### Dataset items
┏━━
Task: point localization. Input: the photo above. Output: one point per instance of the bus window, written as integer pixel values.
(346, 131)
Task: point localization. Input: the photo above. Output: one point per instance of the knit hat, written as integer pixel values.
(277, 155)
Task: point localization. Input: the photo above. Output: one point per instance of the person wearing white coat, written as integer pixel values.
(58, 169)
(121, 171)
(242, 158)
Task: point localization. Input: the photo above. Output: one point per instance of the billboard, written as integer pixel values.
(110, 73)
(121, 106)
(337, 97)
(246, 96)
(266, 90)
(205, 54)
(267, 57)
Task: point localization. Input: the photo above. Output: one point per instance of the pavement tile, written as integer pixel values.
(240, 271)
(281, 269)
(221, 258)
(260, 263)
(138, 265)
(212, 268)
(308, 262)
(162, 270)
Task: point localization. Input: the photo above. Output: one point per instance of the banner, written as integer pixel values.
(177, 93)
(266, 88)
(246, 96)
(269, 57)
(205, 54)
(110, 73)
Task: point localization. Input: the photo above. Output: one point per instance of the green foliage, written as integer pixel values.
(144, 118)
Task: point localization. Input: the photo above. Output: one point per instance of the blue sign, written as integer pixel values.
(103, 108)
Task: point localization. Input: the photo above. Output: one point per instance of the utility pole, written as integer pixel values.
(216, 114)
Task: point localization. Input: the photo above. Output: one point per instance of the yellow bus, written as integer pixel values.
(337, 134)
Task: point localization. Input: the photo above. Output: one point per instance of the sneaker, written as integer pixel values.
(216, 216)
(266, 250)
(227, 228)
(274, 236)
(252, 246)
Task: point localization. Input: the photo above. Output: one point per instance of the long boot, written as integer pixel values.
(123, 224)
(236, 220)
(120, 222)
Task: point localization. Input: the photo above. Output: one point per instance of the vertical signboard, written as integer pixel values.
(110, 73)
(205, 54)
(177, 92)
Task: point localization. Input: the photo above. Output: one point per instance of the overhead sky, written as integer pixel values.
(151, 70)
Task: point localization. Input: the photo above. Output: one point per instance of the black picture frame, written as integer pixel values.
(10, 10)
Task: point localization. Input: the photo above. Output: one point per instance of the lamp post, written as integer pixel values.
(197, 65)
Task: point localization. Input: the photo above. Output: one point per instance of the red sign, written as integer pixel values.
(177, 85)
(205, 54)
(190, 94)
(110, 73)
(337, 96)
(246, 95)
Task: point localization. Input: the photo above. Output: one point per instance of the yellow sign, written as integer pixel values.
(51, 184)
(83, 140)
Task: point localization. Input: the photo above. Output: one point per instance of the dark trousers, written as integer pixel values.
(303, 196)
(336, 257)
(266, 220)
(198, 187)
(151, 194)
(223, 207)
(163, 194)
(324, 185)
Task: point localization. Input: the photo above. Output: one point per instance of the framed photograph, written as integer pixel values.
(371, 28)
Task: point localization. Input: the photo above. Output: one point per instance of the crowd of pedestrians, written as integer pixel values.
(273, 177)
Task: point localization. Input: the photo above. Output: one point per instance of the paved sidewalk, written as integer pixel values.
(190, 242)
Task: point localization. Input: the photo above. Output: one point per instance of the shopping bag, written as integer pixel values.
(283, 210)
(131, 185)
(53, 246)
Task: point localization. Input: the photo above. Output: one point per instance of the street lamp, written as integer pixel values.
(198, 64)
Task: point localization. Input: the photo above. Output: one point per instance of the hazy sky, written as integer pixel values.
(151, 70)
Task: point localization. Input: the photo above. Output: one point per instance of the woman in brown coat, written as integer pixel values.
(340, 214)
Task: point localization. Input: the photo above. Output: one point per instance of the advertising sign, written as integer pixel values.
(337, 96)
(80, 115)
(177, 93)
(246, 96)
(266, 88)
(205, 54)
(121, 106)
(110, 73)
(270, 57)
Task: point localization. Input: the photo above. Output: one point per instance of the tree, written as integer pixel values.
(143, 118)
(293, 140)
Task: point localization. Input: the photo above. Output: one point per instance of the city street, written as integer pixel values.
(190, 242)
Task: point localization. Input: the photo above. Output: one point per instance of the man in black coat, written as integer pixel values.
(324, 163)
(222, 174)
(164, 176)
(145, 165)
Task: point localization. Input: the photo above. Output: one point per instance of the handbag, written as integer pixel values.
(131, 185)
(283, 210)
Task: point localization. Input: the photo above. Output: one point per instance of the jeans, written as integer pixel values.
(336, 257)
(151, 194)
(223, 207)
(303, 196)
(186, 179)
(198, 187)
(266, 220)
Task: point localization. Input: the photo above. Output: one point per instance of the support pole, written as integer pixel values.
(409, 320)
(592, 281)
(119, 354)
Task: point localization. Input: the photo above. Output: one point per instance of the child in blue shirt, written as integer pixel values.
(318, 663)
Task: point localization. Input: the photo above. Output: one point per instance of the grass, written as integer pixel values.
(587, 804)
┗━━
### Work to complete
Copy out each entry exactly, leaving nothing out.

### Response to the task
Task: point localization. Input: the photo above. Output: one point per instance of the bus window, written as integer pixel values.
(346, 131)
Task: point localization. Input: the photo above. Output: one point per instance of the knit hat, written as integer pixel values.
(277, 155)
Task: point localization. Input: the photo above. Output: one point per instance of the person wearing white coat, written as integer pixel values.
(58, 169)
(121, 171)
(242, 158)
Task: point localization. Input: the photo above. Output: one point per instance of the billboard, written as integer pixel values.
(110, 73)
(121, 106)
(337, 97)
(246, 96)
(266, 90)
(205, 54)
(267, 57)
Task: point localization. Input: the photo above. Output: one point per instance of the pavement tile, written as integer pixel values.
(240, 271)
(281, 269)
(221, 258)
(260, 263)
(138, 265)
(212, 268)
(308, 262)
(162, 270)
Task: point localization. Input: the photo above. Output: one point per instance of the banner, written as integer pixel values.
(177, 93)
(266, 88)
(246, 96)
(269, 57)
(205, 54)
(110, 73)
Task: point localization. Input: the photo above. Output: one point per instance of the green foliage, written as integer pixel values.
(144, 118)
Task: point localization. Input: the photo above. Output: one point per instance of the blue sign, written as integer pixel values.
(103, 108)
Task: point localization. Input: the photo above. Output: one point per instance of the utility pole, written as integer pixel values.
(216, 114)
Task: point localization. Input: the photo above. Output: one point per instance of the yellow bus, written as integer pixel values.
(337, 134)
Task: point localization. Input: the photo above. Output: one point per instance of the sneaker, written as integer pixel values.
(216, 216)
(266, 250)
(227, 228)
(274, 236)
(252, 246)
Task: point localization. Input: the photo above. Output: one point per instance of the long boot, written as integer pixel values.
(123, 224)
(236, 220)
(120, 222)
Task: point localization. Input: the photo above. Output: one point per instance of the vertical signboard, written as integer pixel values.
(110, 73)
(205, 54)
(177, 92)
Task: point localization. Input: the photo above. Output: one point per instance of the overhead sky, written as integer pixel values.
(151, 70)
Task: point localization. Input: the photo above. Output: one point per instance of the black picture frame, written as integer pixel values.
(10, 10)
Task: point localization. Input: the photo above. Output: one point per instance of the lamp post, written as integer pixel values.
(197, 65)
Task: point localization. Input: the photo above. Output: one point per instance of the red sign, written as integer pixel values.
(177, 85)
(205, 54)
(190, 94)
(110, 73)
(337, 96)
(246, 95)
Task: point localization. Input: the photo above. Output: one point per instance of the yellow sign, written as integer pixel values.
(51, 184)
(83, 140)
Task: point localization. Input: the photo above. Output: one point per instance of the dark trousers, written as integer pixel values.
(303, 196)
(336, 257)
(266, 220)
(198, 187)
(151, 194)
(223, 207)
(163, 194)
(324, 185)
Task: point localization. Input: the photo above. Output: one point per instance of the framed photograph, written as integer pixel values.
(371, 28)
Task: point localization. Input: the photo above. Output: one point per instance of the crowd of pedestrians, written as integer pixel values.
(273, 177)
Task: point localization. Input: the photo above. Output: one point per instance of the paved sidewalk, written as integer pixel values.
(190, 242)
Task: point localization. Input: the photo above. Output: one point per instance of the shopping bag, written as integer pixel values.
(283, 210)
(131, 185)
(53, 246)
Task: point localization. Input: the photo above. Output: one point per instance of the street lamp, written as integer pixel values.
(198, 64)
Task: point localization. Input: the photo above. Output: one point per instance of the hazy sky, written as integer pixel values.
(151, 70)
Task: point localization. Input: the photo above. Output: one point per instance of the woman in brown coat, written as integer pixel values.
(340, 214)
Task: point localization. Input: the photo above. Output: one point per instance of the advertising sign, written as integer pixel values.
(337, 96)
(80, 115)
(177, 93)
(246, 96)
(266, 88)
(205, 54)
(121, 106)
(110, 73)
(270, 57)
Task: point localization. Input: the photo above. Output: one point per instance of the tree, written as integer pixel values.
(143, 118)
(293, 140)
Task: point localization. Input: the photo above. Output: one point per instance of the city street, written as integer pixel values.
(190, 242)
Task: point localization. Input: the photo above. Output: one point per instance of the man in black coat, written as integer pixel values.
(324, 163)
(222, 174)
(164, 176)
(145, 165)
Task: point localization. Input: the photo above. Output: one point per instance of the handbag, written as integer pixel values.
(131, 185)
(283, 210)
Task: point localization. Input: the photo above. Output: one point per instance of the jeans, written as integer pixel values.
(336, 257)
(151, 194)
(223, 207)
(303, 196)
(186, 179)
(198, 187)
(266, 220)
Task: point localization. Input: the photo above. Output: one point per instance of the support pole, written as integer pixel values.
(409, 320)
(592, 281)
(119, 354)
Task: point localization. Input: the photo above. Output: one point per instance of the child in blue shirt, written as integer pixel values.
(318, 663)
Task: point localization. Input: the photo above. Output: one point per instance of the grass, written as integer pixel values.
(587, 804)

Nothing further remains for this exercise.